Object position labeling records
****************************************
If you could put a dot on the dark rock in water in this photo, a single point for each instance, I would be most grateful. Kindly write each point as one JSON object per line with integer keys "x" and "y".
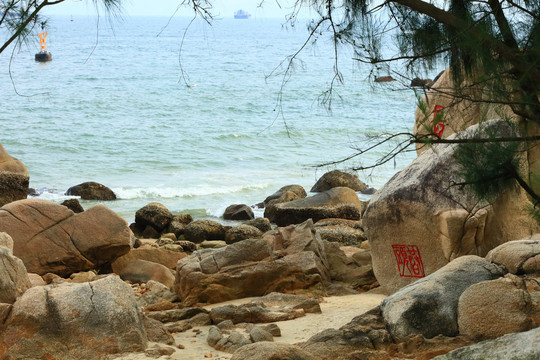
{"x": 298, "y": 190}
{"x": 238, "y": 212}
{"x": 73, "y": 205}
{"x": 154, "y": 214}
{"x": 337, "y": 178}
{"x": 13, "y": 187}
{"x": 384, "y": 79}
{"x": 205, "y": 229}
{"x": 92, "y": 191}
{"x": 338, "y": 202}
{"x": 262, "y": 224}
****************************************
## [SHORT TASK]
Copy out these records line for line, without the pictures.

## [EXPECTED ANSWER]
If you could put a dot on the dark rock in water in this photo, a single point for each instance, I would be most grateful. Kindly write each point as one JSON object per line with integer keys "x" and "y".
{"x": 298, "y": 190}
{"x": 238, "y": 212}
{"x": 73, "y": 205}
{"x": 154, "y": 214}
{"x": 337, "y": 178}
{"x": 13, "y": 187}
{"x": 384, "y": 79}
{"x": 205, "y": 229}
{"x": 92, "y": 191}
{"x": 338, "y": 202}
{"x": 262, "y": 224}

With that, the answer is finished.